- _TASK OBJECTIVE_: Extend the news piece on post-election dictionary lookups, picking up right after its last sentence.

- _PASSAGE SHOWN_:
Americans break open panel to access dictionaries

Nigel Farage thinks Donald Trump's success in the US presidential election echoes Brexit.

There is certainly one similarity: the outwitting of a commentariat that thought such a result – the Teflon billionaire's defeat of career politician Hillary Clinton – as unlikely.

But just as Britons woke up to the notion of life outside the European Union on 24 June, so it seems reality is dawning on our American cousins.

By noon on the Friday following the UK referendum, and a good six months after the campaign started, Brits were starting to ask the truly difficult questions.

And they turned to Google for answers, with a spike in searches to questions including "What does it mean to leave the EU?" and "What is the EU?"

Now dictionary Merriam-Webster has revealed a spike in online search terms directly connected to the US election.

- _DATA SUPPLIED_:
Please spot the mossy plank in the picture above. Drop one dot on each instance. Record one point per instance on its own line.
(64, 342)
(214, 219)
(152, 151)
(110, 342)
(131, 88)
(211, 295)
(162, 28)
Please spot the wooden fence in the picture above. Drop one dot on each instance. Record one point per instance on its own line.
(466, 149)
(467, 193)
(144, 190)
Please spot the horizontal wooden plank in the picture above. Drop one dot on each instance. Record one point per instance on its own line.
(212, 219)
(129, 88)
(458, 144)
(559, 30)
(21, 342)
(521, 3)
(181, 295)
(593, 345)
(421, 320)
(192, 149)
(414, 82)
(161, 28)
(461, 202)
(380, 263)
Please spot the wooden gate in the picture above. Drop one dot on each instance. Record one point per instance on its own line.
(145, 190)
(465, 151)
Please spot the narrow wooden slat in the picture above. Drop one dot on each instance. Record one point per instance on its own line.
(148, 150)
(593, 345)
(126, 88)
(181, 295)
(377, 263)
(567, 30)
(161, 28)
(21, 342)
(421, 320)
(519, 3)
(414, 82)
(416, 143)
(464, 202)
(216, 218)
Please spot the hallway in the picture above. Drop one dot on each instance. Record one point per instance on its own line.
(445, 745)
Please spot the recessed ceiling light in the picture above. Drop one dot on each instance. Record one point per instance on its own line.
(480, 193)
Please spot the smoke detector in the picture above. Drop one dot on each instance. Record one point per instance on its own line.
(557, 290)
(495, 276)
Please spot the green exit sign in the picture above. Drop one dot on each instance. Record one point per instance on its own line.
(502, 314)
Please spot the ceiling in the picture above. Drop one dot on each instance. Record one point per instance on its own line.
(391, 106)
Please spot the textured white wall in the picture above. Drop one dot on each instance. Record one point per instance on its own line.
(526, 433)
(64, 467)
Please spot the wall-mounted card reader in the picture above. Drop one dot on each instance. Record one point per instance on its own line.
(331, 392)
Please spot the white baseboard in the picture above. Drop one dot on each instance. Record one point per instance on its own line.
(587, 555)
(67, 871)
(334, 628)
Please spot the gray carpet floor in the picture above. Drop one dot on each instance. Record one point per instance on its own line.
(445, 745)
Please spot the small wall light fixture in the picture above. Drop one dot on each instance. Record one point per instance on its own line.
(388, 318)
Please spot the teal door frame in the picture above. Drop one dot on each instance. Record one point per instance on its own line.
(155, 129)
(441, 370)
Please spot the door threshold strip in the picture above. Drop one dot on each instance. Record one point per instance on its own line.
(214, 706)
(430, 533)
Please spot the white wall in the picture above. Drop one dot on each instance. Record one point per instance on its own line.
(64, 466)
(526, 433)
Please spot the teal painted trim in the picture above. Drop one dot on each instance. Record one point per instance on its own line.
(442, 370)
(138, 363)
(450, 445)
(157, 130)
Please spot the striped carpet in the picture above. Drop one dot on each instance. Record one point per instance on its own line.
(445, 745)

- _OUTPUT BELOW_:
Fascism, bigot, xenophobe, racism, socialism, resurgence, xenophobia and misogyny are the currently the most popular search terms on Merriam-Webster's site, it tweeted.

Searches for "fascist" are 400 per cent higher than 12 months ago with Italian dictator Benito Mussolini's fave word now number four in Merriam-Webster's list of all-time look-ups, the online dictionary said.

Socialism, pragmatic and bigot are numbers one, two and three for the dictionary, which was founded in 1828.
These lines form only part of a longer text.